TASK DIRECTIONS.
Only the lines from the one containing "image=above" to the end of the entries should be written out, each exactly as it stands, both ends included.

LISTED ENTRIES.
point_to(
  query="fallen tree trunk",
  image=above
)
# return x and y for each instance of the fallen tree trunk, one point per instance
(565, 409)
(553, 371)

RESPONSE FOR THIS EXERCISE.
  image=above
)
# return x and y for each instance of the fallen tree trunk, one point per instance
(565, 409)
(553, 371)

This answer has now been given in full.